WHAT THE TASK ASKS:
Exactly as written, copy every line from the one containing "For the benchmark, spot each instance of the near" through the end of the records, with the pictures left out.

INPUT:
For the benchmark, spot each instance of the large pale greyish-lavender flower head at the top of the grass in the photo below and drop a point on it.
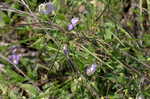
(46, 8)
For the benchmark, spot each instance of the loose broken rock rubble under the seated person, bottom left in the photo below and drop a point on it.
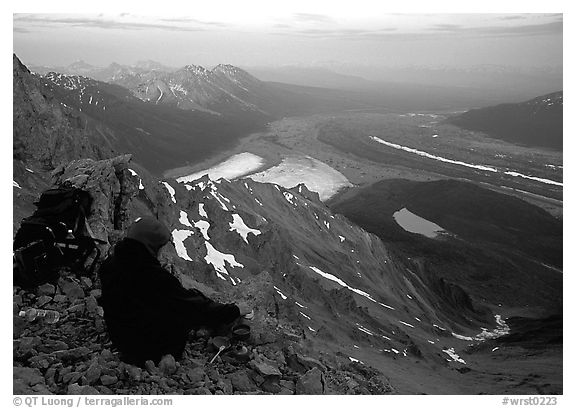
(74, 356)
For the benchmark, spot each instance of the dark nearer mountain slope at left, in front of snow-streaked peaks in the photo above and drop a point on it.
(60, 116)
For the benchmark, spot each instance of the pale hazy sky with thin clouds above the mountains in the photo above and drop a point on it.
(354, 33)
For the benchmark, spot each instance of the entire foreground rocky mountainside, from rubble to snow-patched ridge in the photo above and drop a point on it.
(335, 311)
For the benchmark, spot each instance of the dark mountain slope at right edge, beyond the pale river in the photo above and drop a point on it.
(537, 122)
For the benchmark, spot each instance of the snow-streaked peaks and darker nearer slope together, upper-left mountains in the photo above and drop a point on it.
(165, 119)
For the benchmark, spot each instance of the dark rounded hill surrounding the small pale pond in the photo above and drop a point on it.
(500, 247)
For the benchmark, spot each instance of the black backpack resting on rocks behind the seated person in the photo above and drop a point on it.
(55, 236)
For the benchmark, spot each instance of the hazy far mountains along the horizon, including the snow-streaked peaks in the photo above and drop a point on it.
(271, 90)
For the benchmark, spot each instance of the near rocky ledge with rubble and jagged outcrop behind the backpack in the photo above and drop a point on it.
(75, 356)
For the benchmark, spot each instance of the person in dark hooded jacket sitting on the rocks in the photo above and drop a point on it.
(147, 311)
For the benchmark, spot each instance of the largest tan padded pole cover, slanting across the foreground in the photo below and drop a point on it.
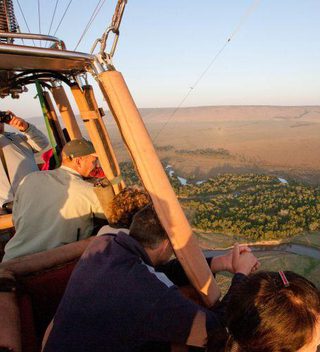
(157, 184)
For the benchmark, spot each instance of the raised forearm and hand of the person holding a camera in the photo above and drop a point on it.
(34, 137)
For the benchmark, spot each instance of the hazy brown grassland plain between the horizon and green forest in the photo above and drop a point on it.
(279, 140)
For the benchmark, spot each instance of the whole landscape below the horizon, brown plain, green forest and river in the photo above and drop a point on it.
(249, 174)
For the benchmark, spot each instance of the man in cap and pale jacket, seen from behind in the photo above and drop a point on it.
(56, 207)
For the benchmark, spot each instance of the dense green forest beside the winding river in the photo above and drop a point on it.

WRITTEN REPLY:
For the benchmark, spot each instance of the near rocky ledge with rubble and jagged outcrop behind the backpack in the photo above and drop a point on it.
(75, 356)
For the benchmark, spot each instance of the person in dark hooded jacket sitting on the rocks in the photo above and drop a point on it.
(147, 311)
For the benchmark, spot each instance of the largest tan padded pole cover, slanting across the foreground in the photo below and drop a point on it.
(157, 184)
For the benchmark, spot each instance of the raised forearm and hand of the person holding a camera in the photo above and drop a point on it.
(34, 137)
For the benchmark, spot each instance of the hazy brown grassland plain between the horizon and green forest in the photo above and drop a point on it.
(279, 140)
For the benchmark, spot each instance of the whole landscape below the horizon, brown plain, green forest and river in the photo above and drop a point on it.
(249, 174)
For the benchmark, spot each instance of the man in cap and pale jacket, seen from behind in the photo above and drop a point on it.
(56, 207)
For the benchmark, spot each instance of the dense green forest beside the winding river in the photo above and drop a point on it.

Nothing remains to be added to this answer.